## What to produce:
In this exercise, set down every entry that follows exactly as it appears.

#### The data

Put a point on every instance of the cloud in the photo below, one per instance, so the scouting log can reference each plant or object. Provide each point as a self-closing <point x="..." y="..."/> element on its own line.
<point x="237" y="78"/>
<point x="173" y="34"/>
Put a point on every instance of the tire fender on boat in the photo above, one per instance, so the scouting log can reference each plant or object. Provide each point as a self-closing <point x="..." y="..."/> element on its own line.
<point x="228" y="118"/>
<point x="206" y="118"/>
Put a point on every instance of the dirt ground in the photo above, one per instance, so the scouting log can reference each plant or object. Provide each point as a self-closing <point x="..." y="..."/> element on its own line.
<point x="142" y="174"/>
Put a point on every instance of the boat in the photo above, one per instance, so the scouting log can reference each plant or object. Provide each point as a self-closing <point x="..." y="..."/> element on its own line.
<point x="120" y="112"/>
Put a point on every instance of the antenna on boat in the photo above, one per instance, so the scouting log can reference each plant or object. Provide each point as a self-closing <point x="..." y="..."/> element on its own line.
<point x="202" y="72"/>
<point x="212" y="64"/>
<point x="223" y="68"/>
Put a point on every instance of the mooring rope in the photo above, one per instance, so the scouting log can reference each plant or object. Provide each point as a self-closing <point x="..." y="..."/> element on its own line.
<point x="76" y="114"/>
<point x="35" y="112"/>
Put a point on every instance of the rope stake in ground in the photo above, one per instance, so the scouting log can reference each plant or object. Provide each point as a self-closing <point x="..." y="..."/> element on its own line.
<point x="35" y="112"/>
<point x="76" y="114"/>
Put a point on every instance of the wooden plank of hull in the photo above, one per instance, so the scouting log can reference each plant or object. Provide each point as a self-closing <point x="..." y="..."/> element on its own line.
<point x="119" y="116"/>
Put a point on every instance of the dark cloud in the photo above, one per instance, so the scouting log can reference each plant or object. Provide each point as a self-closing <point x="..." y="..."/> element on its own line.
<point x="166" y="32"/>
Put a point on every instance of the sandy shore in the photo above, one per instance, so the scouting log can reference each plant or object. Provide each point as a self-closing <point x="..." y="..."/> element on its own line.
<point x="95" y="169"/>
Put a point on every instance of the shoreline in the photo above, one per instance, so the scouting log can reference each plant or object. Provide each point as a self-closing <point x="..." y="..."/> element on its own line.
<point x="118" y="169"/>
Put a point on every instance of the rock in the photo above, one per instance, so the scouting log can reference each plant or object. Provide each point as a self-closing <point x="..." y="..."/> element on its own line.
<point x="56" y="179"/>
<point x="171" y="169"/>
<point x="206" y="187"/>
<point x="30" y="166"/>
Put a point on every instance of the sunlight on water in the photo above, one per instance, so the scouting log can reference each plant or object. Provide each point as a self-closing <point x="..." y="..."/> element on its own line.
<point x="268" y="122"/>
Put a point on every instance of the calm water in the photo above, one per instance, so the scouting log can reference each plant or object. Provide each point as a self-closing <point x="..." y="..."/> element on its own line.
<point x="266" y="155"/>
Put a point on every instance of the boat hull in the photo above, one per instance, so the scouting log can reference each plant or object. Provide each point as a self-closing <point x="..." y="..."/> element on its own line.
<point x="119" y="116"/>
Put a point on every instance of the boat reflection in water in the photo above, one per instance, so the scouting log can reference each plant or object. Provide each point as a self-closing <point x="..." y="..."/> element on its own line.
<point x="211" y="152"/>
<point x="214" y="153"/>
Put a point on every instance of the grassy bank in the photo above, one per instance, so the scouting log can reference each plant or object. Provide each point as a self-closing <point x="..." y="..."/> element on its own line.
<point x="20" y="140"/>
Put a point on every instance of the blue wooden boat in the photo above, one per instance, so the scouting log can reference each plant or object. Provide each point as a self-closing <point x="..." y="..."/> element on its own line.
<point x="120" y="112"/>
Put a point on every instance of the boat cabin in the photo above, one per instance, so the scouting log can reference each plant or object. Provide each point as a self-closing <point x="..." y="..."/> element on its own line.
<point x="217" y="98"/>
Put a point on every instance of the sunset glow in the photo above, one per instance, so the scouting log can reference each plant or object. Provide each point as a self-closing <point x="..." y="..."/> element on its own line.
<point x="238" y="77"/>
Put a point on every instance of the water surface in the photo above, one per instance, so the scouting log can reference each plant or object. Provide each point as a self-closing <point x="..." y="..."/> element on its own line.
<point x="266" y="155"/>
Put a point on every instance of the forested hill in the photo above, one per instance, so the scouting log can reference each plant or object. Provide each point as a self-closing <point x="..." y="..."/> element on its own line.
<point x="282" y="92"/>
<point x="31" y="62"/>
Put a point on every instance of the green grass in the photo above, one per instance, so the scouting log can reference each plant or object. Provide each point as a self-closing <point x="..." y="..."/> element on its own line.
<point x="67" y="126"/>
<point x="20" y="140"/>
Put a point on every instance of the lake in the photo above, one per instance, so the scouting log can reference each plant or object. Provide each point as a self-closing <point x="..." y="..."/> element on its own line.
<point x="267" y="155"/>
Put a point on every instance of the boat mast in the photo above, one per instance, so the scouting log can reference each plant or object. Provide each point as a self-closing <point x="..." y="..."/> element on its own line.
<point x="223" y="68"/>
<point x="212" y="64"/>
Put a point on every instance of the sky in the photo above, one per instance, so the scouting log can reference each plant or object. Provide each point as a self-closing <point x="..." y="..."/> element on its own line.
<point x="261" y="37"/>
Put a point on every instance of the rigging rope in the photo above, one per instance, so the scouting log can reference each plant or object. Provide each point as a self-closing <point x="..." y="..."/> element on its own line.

########

## Solved problem:
Put a point on every instance of the cloud in the photo below, one per instance, so the scouting log can reference each plant or object. Provide each point as a self-closing <point x="..." y="..."/> element on its own line.
<point x="237" y="78"/>
<point x="173" y="34"/>
Put a point on every instance of the tire fender on boat in the photo above, one per instance, so the scouting log can reference each plant or object. Provide each point as a self-closing <point x="..." y="..."/> element on its own line.
<point x="228" y="118"/>
<point x="206" y="118"/>
Put a point on every instance of the dirt ground in the photo above, one per instance, so the scouting log can reference each plant or object. Provide each point as a self-closing <point x="..." y="..."/> element on its own line.
<point x="142" y="174"/>
Put a point on every instance of the boat in the photo above, one per instance, so the scouting log can reference each plant or object. Provide each point as a self-closing <point x="..." y="..."/> element on its own line.
<point x="120" y="112"/>
Put a point on every instance of the antenna on boat in the photo above, one per instance, so the scouting log can reference each plant or object. Provide each point as a self-closing <point x="..." y="..."/> element on its own line.
<point x="202" y="72"/>
<point x="212" y="64"/>
<point x="223" y="68"/>
Put a point on every instance of the mooring rope in the photo above, one per instance, so the scouting log can reference each plant or object. Provide each point as a self-closing <point x="..." y="..."/> element on its own line.
<point x="76" y="114"/>
<point x="35" y="112"/>
Put a point on every instance of the rope stake in ground in the photo above, one per instance, so the scouting log can reference each plant or object. Provide each point as a self-closing <point x="..." y="..."/> element on its own line.
<point x="35" y="112"/>
<point x="76" y="114"/>
Put a point on every instance of the wooden plank of hull in the photo above, one per instance, so the scouting log can reference each plant or object. Provide each point as a self-closing <point x="..." y="..."/> element on its own line.
<point x="119" y="116"/>
Put a point on every instance of the dark cloud in the photo above, one per instance, so the scouting log can reference each plant or object. Provide each point as a self-closing <point x="..." y="..."/> element on its own line.
<point x="166" y="32"/>
Put a point on every instance of the sandy shore in the photo above, one per instance, so the scouting log can reference each plant or object. Provide each point as a self-closing <point x="..." y="..."/> element on its own line.
<point x="95" y="169"/>
Put a point on every instance of the shoreline in the photo above, one per instance, so the scouting log can reference each plant or object. Provide each point as a self-closing <point x="..." y="..."/> element on its own line.
<point x="118" y="169"/>
Put a point on every instance of the rock in the photo above, one per instance, so the scouting log can reference each plant or object. Provide each point as a self-closing <point x="..." y="..."/> element on its own line.
<point x="56" y="179"/>
<point x="171" y="169"/>
<point x="206" y="187"/>
<point x="30" y="166"/>
Put a point on every instance of the sunlight on water in the photo above, one per instance, so the scouting log can reference each plant or object. Provide each point as a self-closing <point x="..." y="..."/> element on its own line.
<point x="268" y="122"/>
Put a point on every instance of the calm water in the photo above, one per instance, so the scouting log can reference each plant or object. Provide each point as a self-closing <point x="..." y="..."/> element on its own line.
<point x="266" y="155"/>
Put a point on every instance of the boat hull in the photo above, one per instance, so the scouting log can reference each plant or object. Provide each point as a self-closing <point x="..." y="..."/> element on its own line.
<point x="119" y="116"/>
Put a point on every instance of the boat reflection in water in the photo above, one per instance, so the scouting log can reference each plant or object. Provide each point as a self-closing <point x="..." y="..."/> element on its own line.
<point x="211" y="152"/>
<point x="214" y="153"/>
Put a point on every instance of the grassy bank in the photo above, one per instance, so the scouting log can reference each plant or object. Provide each point as a self-closing <point x="..." y="..."/> element on its own line.
<point x="20" y="140"/>
Put a point on every instance of the blue wooden boat in the photo above, one per instance, so the scouting log can reference each plant or object. Provide each point as a self-closing <point x="..." y="..."/> element on its own line.
<point x="120" y="112"/>
Put a point on every instance of the boat cabin in the photo above, one per instance, so the scouting log can reference each plant or object. Provide each point as a self-closing <point x="..." y="..."/> element on its own line.
<point x="217" y="98"/>
Put a point on every instance of the sunset glow in the photo above, one per instance, so the scouting log can reference each plant or object. Provide each point as a self-closing <point x="..." y="..."/> element on its own line.
<point x="238" y="77"/>
Put a point on every instance of the water surface in the photo above, one per instance, so the scouting log can reference each plant or object. Provide each point as a self-closing <point x="..." y="..."/> element on its own line.
<point x="266" y="155"/>
Put a point on every instance of the forested hill in the photo above, one per instance, so the scouting log can reference each plant or object. Provide each point as a self-closing <point x="..." y="..."/> element on its own line.
<point x="282" y="92"/>
<point x="31" y="62"/>
Put a point on every instance of the green grass in the photo above, one per instance, so the scouting log can reference each plant or object. Provide each point as a self-closing <point x="..." y="..."/> element on its own line.
<point x="67" y="126"/>
<point x="20" y="140"/>
Put a point on every instance of the lake in the photo above, one per instance, so the scouting log can reference each plant or object. Provide each point as a self-closing <point x="..." y="..."/> element on its own line.
<point x="267" y="155"/>
Put a point on every instance of the boat mast in the photo above, one per instance, so the scouting log can reference each plant or object. Provide each point as a self-closing <point x="..." y="..."/> element on its own line.
<point x="223" y="68"/>
<point x="212" y="64"/>
Put a point on every instance of the sky in the photo above, one per instance, so the scouting log can reference each plant or object. Provide each point as a self-closing <point x="..." y="..."/> element on its own line.
<point x="261" y="37"/>
Put a point on every instance of the rigging rope in the photo above, one per instance, so the scouting log can reference each plant or object. Provide each point as a self-closing <point x="..." y="..."/> element on its own line.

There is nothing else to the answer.